Rewrite the data from the line containing "Ground-truth verification: the water" through the end of the data, both ends included, keeping every line and raising each bounding-box coordinate in the answers by 86.

**Source records:**
──────────
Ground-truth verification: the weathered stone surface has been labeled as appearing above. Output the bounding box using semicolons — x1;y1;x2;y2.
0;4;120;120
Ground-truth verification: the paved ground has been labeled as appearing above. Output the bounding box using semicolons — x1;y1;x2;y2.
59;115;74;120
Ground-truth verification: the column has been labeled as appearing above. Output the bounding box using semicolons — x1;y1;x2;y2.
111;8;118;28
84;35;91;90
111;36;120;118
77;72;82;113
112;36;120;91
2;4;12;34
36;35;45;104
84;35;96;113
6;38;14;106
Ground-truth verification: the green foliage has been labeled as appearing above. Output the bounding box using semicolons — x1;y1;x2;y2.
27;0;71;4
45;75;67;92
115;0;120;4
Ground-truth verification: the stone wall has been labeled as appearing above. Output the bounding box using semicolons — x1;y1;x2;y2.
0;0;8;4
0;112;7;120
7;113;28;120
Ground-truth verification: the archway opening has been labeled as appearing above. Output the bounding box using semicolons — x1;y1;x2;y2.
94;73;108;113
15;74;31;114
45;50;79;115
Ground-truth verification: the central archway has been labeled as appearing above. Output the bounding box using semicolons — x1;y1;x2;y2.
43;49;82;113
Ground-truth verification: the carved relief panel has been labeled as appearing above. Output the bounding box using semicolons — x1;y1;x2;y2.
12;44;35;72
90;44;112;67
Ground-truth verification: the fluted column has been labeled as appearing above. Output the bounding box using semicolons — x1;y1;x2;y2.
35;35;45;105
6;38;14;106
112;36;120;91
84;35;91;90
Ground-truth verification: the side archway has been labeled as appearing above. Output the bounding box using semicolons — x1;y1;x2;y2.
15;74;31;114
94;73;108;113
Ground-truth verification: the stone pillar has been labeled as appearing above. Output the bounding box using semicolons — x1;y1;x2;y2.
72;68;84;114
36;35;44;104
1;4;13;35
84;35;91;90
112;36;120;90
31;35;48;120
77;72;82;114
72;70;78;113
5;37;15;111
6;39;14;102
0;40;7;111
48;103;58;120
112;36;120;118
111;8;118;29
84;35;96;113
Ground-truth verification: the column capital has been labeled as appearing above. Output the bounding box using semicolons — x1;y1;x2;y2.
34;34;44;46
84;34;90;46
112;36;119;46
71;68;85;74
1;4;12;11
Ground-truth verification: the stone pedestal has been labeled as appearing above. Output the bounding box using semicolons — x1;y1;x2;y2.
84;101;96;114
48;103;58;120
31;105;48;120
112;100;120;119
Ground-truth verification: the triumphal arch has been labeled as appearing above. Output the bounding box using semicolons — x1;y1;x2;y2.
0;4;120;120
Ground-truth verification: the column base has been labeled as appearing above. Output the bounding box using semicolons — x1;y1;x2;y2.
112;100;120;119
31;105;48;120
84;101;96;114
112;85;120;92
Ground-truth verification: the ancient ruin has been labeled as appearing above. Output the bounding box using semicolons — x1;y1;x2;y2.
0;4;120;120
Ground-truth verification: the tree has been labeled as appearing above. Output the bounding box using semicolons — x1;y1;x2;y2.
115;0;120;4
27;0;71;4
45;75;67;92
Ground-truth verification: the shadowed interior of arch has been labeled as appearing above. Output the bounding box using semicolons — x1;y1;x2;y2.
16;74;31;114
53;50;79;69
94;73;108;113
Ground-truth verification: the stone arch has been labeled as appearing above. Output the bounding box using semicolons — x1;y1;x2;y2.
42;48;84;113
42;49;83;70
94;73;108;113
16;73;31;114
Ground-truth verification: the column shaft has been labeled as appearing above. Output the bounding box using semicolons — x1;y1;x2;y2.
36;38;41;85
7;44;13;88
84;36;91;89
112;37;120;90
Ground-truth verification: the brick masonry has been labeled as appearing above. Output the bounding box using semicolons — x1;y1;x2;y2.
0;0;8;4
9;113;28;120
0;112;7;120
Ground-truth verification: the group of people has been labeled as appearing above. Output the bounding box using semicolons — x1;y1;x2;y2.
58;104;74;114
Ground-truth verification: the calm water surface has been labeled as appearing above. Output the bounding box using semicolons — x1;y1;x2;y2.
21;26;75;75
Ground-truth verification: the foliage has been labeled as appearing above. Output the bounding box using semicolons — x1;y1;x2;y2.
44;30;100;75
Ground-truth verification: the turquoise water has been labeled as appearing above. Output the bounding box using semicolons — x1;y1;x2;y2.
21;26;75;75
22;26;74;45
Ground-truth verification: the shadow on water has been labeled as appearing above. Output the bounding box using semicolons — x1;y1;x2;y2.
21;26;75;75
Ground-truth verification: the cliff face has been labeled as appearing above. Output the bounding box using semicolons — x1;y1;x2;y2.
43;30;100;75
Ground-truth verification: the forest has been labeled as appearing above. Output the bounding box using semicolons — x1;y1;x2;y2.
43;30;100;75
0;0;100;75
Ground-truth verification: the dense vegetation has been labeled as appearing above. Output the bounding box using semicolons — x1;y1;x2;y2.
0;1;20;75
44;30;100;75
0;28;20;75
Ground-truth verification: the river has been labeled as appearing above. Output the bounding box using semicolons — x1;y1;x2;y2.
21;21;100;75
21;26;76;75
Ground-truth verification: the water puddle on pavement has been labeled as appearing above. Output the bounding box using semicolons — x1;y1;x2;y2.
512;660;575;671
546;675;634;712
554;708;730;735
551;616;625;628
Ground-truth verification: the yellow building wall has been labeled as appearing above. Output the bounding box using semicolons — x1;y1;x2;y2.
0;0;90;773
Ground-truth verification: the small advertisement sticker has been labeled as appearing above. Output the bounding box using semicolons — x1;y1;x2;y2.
──────────
**Answer to this exercise:**
Ground-truth verification: the water puddle on pavement has been labeled as appearing above. Output the bounding box using semicolons — x1;y1;x2;y2.
598;746;661;757
632;761;720;798
640;794;816;821
637;702;711;714
Ground-truth verification: the yellow building wall has been labeled as appearing above. Output the bounding box using semicolons — x1;y1;x2;y2.
86;86;176;859
Ground-truth verification: the small advertisement sticker has been labeled as appearing above. Output the bounding box using semicolons — x1;y1;x2;y2.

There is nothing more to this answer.